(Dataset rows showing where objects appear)
********************

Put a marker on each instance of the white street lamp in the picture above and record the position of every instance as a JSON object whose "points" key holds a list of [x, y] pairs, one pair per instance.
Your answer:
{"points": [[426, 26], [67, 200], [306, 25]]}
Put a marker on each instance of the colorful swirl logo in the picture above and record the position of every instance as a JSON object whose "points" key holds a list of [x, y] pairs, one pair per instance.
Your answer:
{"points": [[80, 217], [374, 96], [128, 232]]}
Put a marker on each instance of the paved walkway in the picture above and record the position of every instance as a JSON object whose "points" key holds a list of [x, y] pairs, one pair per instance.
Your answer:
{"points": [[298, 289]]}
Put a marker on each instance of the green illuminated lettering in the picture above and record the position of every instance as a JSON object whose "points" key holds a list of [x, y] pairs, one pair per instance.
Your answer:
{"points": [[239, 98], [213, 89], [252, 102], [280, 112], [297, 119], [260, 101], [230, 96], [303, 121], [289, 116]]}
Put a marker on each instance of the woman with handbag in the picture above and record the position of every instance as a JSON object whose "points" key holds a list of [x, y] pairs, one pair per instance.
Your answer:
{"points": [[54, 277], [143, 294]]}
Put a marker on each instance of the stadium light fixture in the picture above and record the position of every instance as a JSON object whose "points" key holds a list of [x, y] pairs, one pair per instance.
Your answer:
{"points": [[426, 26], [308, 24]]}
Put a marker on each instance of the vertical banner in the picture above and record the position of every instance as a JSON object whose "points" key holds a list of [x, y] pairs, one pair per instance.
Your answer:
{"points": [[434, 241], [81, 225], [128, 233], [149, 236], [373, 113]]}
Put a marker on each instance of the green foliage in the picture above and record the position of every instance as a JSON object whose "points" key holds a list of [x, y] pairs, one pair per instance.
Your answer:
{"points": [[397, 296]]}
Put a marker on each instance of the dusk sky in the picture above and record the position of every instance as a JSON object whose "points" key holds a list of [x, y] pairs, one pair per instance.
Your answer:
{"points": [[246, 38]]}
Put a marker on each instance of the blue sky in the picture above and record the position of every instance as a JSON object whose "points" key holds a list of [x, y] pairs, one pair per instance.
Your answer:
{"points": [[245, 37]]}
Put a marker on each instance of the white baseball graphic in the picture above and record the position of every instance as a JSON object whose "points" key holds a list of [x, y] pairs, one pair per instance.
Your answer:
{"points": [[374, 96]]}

********************

▸ Exercise: Write out the stretch of the data from the line containing "Put a marker on each instance of the white baseball" through the end, request included, with 11 added to every coordinate in the answer.

▸ Response:
Put a marker on each instance of the white baseball graphic in the picture above and record the position of every instance as a JSON object whose "points" key holds a list of [x, y] pairs, one pair per instance.
Your answer:
{"points": [[385, 107]]}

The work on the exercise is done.